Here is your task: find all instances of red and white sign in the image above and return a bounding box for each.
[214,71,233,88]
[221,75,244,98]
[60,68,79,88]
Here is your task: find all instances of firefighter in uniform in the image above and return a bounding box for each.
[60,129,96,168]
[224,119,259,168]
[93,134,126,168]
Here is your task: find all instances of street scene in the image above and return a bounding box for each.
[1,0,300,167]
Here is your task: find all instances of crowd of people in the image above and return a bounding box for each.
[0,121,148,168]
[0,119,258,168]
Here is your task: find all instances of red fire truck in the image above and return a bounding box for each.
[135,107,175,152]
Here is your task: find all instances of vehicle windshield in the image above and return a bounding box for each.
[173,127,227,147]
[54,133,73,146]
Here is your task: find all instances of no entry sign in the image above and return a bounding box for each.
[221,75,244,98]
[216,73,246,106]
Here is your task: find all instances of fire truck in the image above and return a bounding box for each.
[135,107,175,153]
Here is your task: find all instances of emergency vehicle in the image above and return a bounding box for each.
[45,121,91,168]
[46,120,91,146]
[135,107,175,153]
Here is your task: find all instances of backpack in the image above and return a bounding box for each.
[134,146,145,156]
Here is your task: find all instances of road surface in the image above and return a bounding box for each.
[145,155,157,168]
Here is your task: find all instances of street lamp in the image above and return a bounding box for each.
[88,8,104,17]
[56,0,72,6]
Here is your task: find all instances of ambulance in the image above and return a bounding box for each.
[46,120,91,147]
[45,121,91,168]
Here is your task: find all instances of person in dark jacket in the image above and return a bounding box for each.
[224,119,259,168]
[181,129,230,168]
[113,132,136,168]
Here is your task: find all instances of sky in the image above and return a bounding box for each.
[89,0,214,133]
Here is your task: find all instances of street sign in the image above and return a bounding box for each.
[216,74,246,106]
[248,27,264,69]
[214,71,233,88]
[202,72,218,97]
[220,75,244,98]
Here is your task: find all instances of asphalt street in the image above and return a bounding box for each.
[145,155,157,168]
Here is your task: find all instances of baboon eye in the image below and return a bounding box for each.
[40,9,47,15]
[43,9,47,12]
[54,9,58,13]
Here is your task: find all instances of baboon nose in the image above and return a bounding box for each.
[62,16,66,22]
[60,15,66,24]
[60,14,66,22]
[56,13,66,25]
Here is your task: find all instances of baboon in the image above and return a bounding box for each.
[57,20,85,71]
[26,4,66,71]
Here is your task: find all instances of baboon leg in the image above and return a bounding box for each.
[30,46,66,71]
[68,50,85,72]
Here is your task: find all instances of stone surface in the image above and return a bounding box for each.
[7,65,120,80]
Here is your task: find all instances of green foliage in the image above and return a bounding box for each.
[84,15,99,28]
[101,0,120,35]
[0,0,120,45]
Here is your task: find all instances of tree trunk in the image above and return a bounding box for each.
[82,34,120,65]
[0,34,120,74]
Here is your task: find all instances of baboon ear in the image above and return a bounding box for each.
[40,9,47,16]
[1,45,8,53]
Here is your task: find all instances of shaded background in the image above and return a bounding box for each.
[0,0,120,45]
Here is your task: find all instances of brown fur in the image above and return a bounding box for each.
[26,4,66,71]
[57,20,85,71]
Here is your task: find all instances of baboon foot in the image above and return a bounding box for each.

■ **TO DO**
Copy out, word for word, only the lines from the one with "Here is your task: find all instances of brown" through the last line of the material above.

■ **OUTPUT FOR THIS TASK**
Here is your task: find all instances of brown fur in the image above and return a bounding box for each.
[26,4,66,71]
[57,20,85,71]
Here is your task: find all instances of baboon foot in the image above and return a bounding box for each.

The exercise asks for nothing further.